▸ Work required
Copy the material from the line containing "A single pin marks each instance of the white" through the end of the material, both ends included, keeping the requests. Shift every x and y coordinate in the answer points up by 55, and leave the sample coordinates in the format lines unchanged.

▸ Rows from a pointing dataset
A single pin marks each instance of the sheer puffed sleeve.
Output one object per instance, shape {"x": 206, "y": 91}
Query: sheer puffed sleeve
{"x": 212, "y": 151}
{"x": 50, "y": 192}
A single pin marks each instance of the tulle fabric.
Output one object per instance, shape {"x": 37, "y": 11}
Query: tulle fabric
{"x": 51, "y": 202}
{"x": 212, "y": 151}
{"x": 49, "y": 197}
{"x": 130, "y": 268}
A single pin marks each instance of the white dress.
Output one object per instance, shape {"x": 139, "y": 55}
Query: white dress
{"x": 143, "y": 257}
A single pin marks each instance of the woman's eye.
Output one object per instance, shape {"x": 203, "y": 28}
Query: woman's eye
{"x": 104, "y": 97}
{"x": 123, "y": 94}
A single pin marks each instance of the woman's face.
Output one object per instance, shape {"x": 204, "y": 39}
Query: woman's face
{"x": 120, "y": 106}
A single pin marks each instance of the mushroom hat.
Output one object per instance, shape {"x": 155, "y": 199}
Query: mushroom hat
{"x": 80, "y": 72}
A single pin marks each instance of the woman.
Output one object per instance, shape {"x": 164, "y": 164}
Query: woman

▸ Task solution
A single pin marks each instance of the white dress.
Output one object per instance, shape {"x": 139, "y": 55}
Query: white dress
{"x": 198, "y": 312}
A single pin marks each instance of the woman's eye.
Output one object per instance, shape {"x": 203, "y": 28}
Query: woman's eye
{"x": 159, "y": 152}
{"x": 178, "y": 149}
A single pin marks each instance of the woman's face.
Output one object per instance, shape {"x": 204, "y": 39}
Query: woman's face
{"x": 175, "y": 161}
A single pin marks each instance of the mushroom hat.
Output one object per instance, shape {"x": 155, "y": 199}
Query: mushroom hat
{"x": 135, "y": 127}
A single pin marks each instance of the woman.
Output one object per instance, shape {"x": 164, "y": 164}
Query: woman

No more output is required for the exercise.